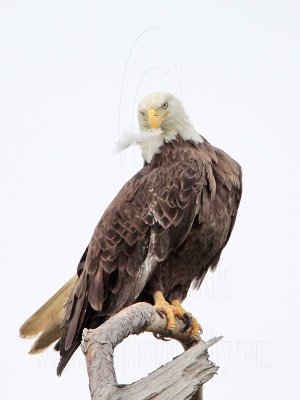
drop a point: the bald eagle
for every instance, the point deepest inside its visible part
(162, 232)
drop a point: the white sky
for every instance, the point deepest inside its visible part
(71, 73)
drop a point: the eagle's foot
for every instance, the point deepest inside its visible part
(190, 321)
(196, 329)
(162, 306)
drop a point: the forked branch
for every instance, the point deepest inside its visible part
(180, 379)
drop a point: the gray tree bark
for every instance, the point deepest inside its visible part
(180, 379)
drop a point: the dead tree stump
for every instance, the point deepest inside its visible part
(180, 379)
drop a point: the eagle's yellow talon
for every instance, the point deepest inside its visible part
(196, 329)
(175, 310)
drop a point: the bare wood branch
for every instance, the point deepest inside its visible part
(179, 379)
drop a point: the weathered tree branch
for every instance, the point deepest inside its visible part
(179, 379)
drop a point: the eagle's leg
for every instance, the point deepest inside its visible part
(161, 304)
(191, 322)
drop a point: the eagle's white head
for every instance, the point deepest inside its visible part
(161, 118)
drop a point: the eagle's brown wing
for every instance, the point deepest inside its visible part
(150, 216)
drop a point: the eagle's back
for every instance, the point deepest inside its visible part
(171, 220)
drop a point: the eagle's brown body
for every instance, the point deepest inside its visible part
(167, 226)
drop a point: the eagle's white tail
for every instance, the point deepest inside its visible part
(47, 320)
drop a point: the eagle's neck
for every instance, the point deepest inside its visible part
(180, 127)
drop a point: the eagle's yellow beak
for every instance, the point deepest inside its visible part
(155, 118)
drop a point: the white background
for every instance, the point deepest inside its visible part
(71, 74)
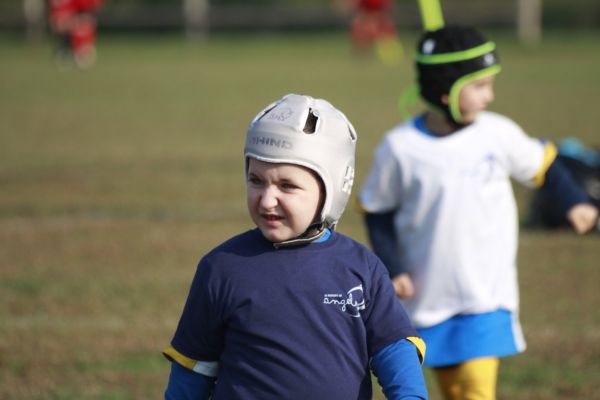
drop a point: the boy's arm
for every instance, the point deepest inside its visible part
(383, 238)
(185, 384)
(398, 370)
(572, 200)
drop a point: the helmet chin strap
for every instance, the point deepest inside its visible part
(314, 232)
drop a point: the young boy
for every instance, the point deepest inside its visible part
(293, 309)
(442, 216)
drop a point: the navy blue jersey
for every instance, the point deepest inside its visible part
(296, 323)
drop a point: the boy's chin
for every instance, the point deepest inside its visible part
(276, 236)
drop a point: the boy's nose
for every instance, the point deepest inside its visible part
(268, 198)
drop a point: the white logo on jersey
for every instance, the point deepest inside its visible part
(352, 303)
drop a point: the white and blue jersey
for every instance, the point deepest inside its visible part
(456, 224)
(299, 322)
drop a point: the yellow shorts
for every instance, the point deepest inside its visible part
(472, 380)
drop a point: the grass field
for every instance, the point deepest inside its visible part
(114, 181)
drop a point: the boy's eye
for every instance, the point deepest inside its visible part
(288, 186)
(254, 180)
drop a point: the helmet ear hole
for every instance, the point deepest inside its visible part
(311, 122)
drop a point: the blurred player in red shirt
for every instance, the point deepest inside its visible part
(373, 29)
(74, 24)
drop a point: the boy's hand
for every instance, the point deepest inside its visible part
(403, 285)
(583, 217)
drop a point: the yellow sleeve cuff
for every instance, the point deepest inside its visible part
(420, 344)
(550, 153)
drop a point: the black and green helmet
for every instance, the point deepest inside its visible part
(447, 59)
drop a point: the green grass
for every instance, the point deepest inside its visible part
(114, 181)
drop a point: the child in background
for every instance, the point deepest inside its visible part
(442, 216)
(73, 22)
(293, 309)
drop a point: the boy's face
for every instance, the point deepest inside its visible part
(475, 97)
(283, 199)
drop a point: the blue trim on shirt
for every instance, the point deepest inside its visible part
(419, 122)
(399, 371)
(185, 384)
(325, 236)
(468, 336)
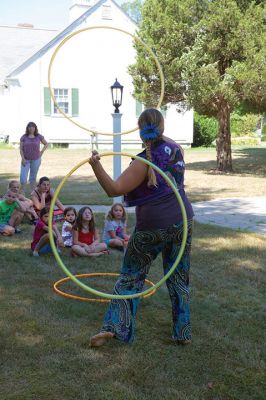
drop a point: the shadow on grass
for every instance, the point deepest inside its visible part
(250, 161)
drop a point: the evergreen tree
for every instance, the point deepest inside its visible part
(213, 55)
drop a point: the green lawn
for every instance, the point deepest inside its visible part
(44, 338)
(202, 183)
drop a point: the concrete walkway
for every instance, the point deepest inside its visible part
(248, 214)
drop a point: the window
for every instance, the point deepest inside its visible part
(62, 100)
(67, 100)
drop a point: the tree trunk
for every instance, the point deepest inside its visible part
(223, 142)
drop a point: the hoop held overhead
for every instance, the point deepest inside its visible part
(92, 131)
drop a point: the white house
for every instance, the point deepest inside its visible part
(83, 70)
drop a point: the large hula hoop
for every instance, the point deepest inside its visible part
(92, 299)
(96, 292)
(91, 131)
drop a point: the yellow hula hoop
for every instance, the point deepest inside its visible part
(72, 296)
(91, 131)
(96, 292)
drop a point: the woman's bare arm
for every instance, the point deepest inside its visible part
(45, 145)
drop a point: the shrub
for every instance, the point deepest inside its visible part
(205, 130)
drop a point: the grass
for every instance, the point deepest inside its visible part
(201, 182)
(44, 337)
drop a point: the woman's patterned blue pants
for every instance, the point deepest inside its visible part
(143, 248)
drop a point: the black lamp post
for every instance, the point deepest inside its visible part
(117, 95)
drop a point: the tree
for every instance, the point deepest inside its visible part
(213, 56)
(133, 9)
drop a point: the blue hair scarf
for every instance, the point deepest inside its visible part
(149, 132)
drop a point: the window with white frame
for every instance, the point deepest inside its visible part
(63, 101)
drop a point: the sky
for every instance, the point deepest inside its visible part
(51, 14)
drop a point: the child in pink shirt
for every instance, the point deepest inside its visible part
(40, 243)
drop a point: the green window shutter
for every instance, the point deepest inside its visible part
(75, 102)
(163, 111)
(138, 108)
(46, 101)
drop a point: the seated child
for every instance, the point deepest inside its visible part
(86, 236)
(40, 243)
(27, 203)
(114, 234)
(11, 214)
(70, 217)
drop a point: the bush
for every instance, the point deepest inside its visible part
(205, 130)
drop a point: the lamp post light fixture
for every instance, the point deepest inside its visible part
(117, 95)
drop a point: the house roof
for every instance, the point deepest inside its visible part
(19, 43)
(35, 55)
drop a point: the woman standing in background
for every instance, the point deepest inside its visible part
(31, 154)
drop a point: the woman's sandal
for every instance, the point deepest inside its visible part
(101, 338)
(183, 342)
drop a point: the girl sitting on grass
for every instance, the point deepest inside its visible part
(86, 238)
(40, 243)
(114, 234)
(70, 215)
(15, 187)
-------
◆ What you are asked to do: Wherever the string "bare" appears in the records above, copy the line it sits in.

◆ Answer section:
drop a point: the bare wood branch
drop a point: the woman's bare arm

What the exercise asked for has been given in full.